Location identification entries
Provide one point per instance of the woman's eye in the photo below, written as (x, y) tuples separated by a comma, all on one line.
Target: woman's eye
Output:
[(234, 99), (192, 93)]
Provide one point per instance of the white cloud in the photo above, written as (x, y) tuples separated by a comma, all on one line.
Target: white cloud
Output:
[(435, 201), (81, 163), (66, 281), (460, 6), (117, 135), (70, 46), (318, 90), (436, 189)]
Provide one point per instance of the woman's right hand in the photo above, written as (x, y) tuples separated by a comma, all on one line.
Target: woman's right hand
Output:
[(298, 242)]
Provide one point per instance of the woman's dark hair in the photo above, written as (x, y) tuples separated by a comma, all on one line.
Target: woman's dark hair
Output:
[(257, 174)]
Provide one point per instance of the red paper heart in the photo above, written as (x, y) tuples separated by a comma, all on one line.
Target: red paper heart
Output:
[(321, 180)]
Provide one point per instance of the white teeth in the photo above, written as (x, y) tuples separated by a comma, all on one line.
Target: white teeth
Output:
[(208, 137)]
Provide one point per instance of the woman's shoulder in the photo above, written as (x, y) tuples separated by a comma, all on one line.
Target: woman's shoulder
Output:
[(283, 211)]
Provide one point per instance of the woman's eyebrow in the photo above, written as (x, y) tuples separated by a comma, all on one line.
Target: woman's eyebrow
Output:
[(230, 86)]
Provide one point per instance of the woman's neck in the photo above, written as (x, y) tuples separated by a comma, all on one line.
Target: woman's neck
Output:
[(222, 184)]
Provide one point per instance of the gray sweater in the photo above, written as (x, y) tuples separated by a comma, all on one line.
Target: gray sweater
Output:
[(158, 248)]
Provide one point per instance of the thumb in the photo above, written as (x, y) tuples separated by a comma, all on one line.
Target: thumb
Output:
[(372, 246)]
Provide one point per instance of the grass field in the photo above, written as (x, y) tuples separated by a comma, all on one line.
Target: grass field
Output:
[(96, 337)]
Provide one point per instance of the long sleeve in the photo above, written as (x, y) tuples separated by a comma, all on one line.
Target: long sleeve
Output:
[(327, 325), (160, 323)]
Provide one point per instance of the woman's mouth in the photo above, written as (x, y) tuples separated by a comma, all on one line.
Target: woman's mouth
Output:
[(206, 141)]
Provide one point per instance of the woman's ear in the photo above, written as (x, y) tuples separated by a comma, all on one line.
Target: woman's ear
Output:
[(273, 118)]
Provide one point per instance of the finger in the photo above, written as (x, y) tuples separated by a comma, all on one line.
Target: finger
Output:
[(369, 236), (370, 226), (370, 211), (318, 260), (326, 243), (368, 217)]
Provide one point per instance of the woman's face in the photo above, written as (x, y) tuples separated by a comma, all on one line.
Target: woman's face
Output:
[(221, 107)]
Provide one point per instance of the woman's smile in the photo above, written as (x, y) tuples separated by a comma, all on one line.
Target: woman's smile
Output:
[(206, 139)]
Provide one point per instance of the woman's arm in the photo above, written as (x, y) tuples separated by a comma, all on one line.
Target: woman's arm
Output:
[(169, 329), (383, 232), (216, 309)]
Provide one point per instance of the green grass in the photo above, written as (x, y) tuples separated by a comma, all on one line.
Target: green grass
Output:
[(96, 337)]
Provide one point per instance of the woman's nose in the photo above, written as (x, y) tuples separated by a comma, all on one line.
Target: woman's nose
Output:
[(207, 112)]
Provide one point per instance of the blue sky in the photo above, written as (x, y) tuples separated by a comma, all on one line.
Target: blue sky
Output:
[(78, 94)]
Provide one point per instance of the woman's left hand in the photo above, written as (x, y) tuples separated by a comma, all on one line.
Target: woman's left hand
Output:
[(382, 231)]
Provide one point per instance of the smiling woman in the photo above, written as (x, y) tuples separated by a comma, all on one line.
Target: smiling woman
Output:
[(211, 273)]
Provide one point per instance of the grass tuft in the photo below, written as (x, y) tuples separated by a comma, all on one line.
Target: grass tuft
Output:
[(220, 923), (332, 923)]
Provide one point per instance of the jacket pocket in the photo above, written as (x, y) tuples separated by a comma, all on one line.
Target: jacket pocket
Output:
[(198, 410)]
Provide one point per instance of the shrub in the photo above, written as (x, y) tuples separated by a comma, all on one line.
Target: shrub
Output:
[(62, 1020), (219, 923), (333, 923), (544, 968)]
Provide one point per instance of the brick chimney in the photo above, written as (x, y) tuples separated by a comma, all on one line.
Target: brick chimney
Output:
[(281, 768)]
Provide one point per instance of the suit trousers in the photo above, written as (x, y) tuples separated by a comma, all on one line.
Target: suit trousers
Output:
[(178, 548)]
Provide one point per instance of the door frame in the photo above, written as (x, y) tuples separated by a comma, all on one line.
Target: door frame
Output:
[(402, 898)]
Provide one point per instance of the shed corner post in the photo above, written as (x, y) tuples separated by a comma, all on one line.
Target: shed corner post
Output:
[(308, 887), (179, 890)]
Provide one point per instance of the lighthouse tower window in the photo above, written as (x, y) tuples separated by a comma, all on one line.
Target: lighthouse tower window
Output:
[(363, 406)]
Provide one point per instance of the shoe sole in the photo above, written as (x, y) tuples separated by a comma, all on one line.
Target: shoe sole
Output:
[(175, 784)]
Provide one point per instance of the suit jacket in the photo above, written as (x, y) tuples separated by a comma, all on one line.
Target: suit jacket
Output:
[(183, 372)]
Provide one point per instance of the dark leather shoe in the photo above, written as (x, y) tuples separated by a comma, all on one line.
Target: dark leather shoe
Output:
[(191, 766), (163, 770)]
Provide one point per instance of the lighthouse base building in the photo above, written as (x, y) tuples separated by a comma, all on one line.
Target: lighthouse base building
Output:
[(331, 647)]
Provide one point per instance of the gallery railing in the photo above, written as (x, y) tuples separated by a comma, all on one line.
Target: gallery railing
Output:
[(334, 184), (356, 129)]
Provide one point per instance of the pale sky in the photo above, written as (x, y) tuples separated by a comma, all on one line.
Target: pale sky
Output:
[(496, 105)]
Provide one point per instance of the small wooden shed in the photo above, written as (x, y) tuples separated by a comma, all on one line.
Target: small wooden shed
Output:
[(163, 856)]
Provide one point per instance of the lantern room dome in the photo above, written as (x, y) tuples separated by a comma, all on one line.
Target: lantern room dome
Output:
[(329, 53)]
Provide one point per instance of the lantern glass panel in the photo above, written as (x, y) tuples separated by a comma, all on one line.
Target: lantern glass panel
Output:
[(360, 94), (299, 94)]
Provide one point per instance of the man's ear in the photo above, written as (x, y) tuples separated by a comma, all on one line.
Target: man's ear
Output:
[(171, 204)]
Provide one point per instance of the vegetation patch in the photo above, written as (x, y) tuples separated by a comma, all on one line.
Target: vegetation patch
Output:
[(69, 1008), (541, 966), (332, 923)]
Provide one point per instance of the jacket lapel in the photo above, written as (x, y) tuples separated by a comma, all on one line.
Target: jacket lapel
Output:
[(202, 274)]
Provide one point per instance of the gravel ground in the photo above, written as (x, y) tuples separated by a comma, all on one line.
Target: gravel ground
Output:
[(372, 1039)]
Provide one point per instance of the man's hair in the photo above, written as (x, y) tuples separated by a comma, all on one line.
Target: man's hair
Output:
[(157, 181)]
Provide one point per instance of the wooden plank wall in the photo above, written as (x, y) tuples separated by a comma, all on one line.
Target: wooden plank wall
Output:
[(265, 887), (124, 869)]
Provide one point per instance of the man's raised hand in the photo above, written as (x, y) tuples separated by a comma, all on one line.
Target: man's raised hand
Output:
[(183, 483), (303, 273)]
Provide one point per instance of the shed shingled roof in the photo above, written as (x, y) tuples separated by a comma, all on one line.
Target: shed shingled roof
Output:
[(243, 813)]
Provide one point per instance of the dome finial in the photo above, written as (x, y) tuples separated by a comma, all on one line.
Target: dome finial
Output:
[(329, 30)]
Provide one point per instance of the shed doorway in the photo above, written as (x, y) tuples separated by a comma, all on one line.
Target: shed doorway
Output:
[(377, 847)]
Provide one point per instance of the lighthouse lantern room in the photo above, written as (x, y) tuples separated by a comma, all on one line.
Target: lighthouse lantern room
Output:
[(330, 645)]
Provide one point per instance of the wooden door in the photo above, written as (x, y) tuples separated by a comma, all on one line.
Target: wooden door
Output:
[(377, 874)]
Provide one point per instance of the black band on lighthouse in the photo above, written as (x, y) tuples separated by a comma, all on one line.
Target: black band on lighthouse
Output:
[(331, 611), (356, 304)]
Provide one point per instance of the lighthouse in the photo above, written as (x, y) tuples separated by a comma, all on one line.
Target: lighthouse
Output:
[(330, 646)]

§ **WHAT YOU WILL DO**:
Rewrite the lines starting with the line with "Provide one point per instance of the lantern glass" and going on through the line with "[(171, 204)]". Replace "man's ear" with "man's left ear" and keep everything else unchanged.

§ **RESPONSE**:
Provide one point per instance of the lantern glass panel in the photo above, written as (x, y) tuples separated by a comma, all on one line.
Target: lantern glass panel
Output:
[(360, 94), (299, 94)]
Provide one point per instance of the man's left ear in the photo above, written as (x, y) tuples separated by a comma, all on one line.
Target: man's left ear
Output:
[(171, 204)]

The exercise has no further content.